• 本文:
>>>
NHK連続小説『おちょやん』で杉咲花さん演じる主人公、浪花千栄子はどんな人物だったのか。女優復帰を果たした千栄子は映画や舞台への出演依頼も相次ぐようになる。小津安二郎監督の『彼岸花』、黒澤明監督の『蜘蛛の巣城』、内田吐夢監督の『宮本武蔵』等々、日本を代表する巨匠たちの作品に出演者として名を連ね、映画に欠かせない存在となっていく。この連載を読めば朝ドラ『おちょやん』が10倍楽しくなること間違いなし。本連載は青山誠著『浪花千栄子 昭和日本を笑顔にしたナニワのおかあちゃん大女優』(角川文庫)から一部抜粋し、再編集したものです。

京都・嵐山に自宅を兼用した料理旅館を建てた

愛着のある嵐山に構えた邸宅

 

庭園の樹木がやっと土になじんできたようだ。

 

庭園の一角にある山桜の古木は、もうすぐ開花の時期を迎える。この土地を手に入れた時、切らずに残しておいたものだ。もう少しすれば、竹林や嵐山を背景に映える満開の桜が楽しめるだろう。

 

「やっぱり、この土地を買こうて良かったわ」

 

千栄子は洛西の嵐山に土地を購入し、そこに自宅を兼用した料理旅館「竹生」を建て、住むようになっていた。仕事の好調もいつまで続くか、人生一寸先は分からない。料理旅館の経営はそのための保険である。女優の仕事がなくなっても、食べていけるように。と、いかにも苦労人らしい発想だった。

 

浪花千栄子は嵐山に土地を購入し、そこに自宅を兼用した料理旅館「竹生」を建てたという。(※写真はイメージです/PIXTA)
浪花千栄子は嵐山に土地を購入し、そこに自宅を兼用した料理旅館「竹生」を建てたという。(※写真はイメージです/PIXTA)
<<<
• 出題 A: 浪花千栄子を紹介する本文のうち、「庭園の樹木がやっと土になじんできたようだ。」から始まり「にも苦労人らしい発想だった。」で終わる部分を、一字も変えずに書き出しなさい。
• 出題 B: 浪花千栄子が嵐山に構えた住まいについての本文を、その最後の文の後から書き進めなさい。

• 提示データ:
>>>
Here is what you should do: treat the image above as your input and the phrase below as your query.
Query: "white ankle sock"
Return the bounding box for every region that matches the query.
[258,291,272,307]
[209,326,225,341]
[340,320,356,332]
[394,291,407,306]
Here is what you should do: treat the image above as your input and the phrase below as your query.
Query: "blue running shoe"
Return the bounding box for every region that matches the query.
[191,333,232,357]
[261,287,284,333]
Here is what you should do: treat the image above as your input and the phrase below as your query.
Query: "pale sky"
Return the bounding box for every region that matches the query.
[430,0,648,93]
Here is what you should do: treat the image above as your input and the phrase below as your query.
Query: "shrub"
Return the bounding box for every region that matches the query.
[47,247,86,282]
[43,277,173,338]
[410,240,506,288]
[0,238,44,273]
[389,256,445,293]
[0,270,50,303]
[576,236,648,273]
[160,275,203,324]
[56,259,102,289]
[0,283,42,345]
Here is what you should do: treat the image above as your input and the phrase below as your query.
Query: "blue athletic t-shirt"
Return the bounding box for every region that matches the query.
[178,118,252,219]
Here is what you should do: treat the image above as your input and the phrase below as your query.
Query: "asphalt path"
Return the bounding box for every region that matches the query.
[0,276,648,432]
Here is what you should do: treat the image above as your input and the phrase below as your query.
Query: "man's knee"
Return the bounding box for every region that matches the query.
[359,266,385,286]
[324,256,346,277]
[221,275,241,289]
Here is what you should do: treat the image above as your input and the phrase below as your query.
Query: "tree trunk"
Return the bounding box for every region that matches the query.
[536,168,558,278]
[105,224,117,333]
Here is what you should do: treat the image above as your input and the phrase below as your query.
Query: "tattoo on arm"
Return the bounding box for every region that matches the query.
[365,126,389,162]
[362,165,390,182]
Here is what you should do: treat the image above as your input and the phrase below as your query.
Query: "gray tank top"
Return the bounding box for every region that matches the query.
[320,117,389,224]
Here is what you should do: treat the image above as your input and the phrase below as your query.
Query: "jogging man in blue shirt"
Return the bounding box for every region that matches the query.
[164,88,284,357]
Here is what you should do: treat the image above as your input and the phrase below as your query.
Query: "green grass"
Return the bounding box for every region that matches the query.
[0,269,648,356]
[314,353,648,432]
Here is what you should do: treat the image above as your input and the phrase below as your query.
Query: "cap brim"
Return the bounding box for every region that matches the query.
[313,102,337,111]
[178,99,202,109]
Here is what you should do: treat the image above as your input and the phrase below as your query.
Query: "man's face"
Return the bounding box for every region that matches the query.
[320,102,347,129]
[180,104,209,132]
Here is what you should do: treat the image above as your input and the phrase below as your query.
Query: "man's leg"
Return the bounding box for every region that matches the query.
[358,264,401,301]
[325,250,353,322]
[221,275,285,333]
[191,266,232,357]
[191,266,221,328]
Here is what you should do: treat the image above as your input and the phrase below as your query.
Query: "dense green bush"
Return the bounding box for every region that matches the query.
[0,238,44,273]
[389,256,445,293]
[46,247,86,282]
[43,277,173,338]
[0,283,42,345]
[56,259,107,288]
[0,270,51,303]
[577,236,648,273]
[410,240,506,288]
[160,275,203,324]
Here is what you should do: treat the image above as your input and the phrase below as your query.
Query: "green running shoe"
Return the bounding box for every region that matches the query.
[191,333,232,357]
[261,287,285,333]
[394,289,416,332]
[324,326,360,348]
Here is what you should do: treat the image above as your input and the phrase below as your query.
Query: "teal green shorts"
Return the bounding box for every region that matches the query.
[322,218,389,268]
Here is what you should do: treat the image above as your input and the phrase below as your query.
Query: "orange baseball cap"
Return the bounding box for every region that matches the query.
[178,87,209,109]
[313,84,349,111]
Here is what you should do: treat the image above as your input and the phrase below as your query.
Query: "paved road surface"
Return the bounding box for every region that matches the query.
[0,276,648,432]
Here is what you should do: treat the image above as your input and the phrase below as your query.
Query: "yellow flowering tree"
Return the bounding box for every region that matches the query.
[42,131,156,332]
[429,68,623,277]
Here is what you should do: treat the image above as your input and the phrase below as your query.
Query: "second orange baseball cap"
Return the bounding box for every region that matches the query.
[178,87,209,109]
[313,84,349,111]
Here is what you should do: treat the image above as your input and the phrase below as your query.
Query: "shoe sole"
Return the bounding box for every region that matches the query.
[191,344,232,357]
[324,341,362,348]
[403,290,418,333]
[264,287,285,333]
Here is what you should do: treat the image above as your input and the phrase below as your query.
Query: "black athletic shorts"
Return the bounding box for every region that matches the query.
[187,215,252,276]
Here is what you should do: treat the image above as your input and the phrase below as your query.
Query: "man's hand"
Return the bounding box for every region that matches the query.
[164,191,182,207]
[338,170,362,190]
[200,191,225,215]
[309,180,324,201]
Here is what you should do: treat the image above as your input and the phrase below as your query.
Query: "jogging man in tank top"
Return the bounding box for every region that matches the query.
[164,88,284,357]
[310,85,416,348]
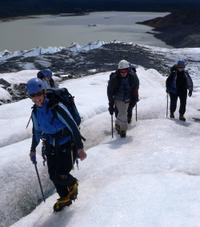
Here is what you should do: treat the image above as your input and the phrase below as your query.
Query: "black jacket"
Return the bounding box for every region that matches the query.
[107,71,139,106]
[166,69,193,95]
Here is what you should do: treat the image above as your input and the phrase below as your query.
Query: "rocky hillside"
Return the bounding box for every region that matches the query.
[142,7,200,48]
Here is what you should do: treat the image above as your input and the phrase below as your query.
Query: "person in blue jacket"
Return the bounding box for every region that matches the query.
[27,78,86,211]
[166,61,193,121]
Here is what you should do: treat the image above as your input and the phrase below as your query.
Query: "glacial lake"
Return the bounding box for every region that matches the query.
[0,11,170,51]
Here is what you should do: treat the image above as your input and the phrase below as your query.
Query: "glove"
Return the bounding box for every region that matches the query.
[29,151,37,164]
[108,106,114,115]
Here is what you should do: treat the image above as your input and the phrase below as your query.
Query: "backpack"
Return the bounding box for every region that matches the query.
[46,88,81,126]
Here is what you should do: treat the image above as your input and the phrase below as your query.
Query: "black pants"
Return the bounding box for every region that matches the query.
[46,143,76,197]
[169,93,187,115]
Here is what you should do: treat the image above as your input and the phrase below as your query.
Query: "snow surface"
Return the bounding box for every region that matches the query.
[0,59,200,227]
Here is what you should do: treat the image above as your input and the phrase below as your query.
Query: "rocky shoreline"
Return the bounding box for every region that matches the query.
[138,7,200,48]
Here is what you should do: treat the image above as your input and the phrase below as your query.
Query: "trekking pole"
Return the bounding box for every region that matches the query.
[111,114,113,138]
[166,93,169,118]
[135,103,137,121]
[34,163,45,202]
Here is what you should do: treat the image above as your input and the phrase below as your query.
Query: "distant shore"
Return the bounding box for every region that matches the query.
[138,8,200,48]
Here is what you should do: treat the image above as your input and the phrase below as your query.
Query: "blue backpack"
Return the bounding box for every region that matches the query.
[46,88,81,126]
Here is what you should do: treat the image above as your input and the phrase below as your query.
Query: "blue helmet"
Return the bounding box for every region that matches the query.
[177,60,185,68]
[26,78,45,96]
[37,69,53,79]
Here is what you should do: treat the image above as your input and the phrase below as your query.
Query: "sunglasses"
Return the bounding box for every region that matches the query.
[29,91,44,98]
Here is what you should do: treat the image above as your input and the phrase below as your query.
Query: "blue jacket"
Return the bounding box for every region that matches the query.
[31,98,83,151]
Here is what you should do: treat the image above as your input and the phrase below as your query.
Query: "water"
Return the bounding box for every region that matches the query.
[0,12,169,51]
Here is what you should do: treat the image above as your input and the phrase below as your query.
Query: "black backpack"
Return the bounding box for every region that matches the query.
[46,88,81,126]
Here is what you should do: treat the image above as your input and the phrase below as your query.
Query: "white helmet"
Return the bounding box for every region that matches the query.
[118,60,130,69]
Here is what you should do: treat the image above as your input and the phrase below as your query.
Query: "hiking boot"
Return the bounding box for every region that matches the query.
<<<
• 解答例 A:
庭園の樹木がやっと土になじんできたようだ。

 

庭園の一角にある山桜の古木は、もうすぐ開花の時期を迎える。この土地を手に入れた時、切らずに残しておいたものだ。もう少しすれば、竹林や嵐山を背景に映える満開の桜が楽しめるだろう。

 

「やっぱり、この土地を買こうて良かったわ」

 

千栄子は洛西の嵐山に土地を購入し、そこに自宅を兼用した料理旅館「竹生」を建て、住むようになっていた。仕事の好調もいつまで続くか、人生一寸先は分からない。料理旅館の経営はそのための保険である。女優の仕事がなくなっても、食べていけるように。と、いかにも苦労人らしい発想だった。

• 解答例 B:
 

幸いなことに、いまのところ出演依頼はひっきりなしで、女優業は忙しくなる一方。多忙な日々は続いている。

 

そうなると、体のほうが持つだろうか……と、新たな不安が頭をもたげたりする。50歳を目前にして、疲れが翌日まで残ることも多くなった。

 

そんな時には、茶室から庭や嵐山の自然を眺めて過ごす。心身がじんわりと癒やされる。過酷な女優という仕事を長く続けるためにも、ここは必要な場所となっている。無理してでも土地を買ったのは正解だった。

 

千栄子は『アチャコ青春手帖』で女優に復帰するとすぐに、自宅を建てるための土地を探しはじめていた。

 

「私は、どうにかして、小屋でもいいから自分の家をと、寝てもさめても毎日思わぬ日とてはありませんでした」

 

当時の思いが『水のように』で綴られている。別れた夫の天外は九重京子の籍を入れて、家を購入し一緒に住んでいると聞く。20年の夫婦生活で一度も家を持とうとせずに、借家暮らしだった男が……。それが千栄子の怒りを再燃させた。

 

負けたくない。その思いに背中を押されて、決心したのである。

 

心落ち着く場所を欲してもいた。京都の借家に隠遁して半年が過ぎると、わずかな蓄えはほぼ消えてなくなった。

 

このままでは家賃も払えなくなり、借家を追い出され、宿無しの無一文になってしまうだろう。自分の持家ならば、少なくとも住む場所だけは心配せずにすむ。

 

また、借家の1階には大家の家族が住んでいる。店子は常に大家に遠慮して暮らさねばならない。玄関を出入りするたびに、こちらに向けられる人の視線が気になって落ち着かなかった。

 

せめて家のなかにいる時は、誰の目も気にせず落ち着いて過ごしたい。その思いは日増しに強くなっていた。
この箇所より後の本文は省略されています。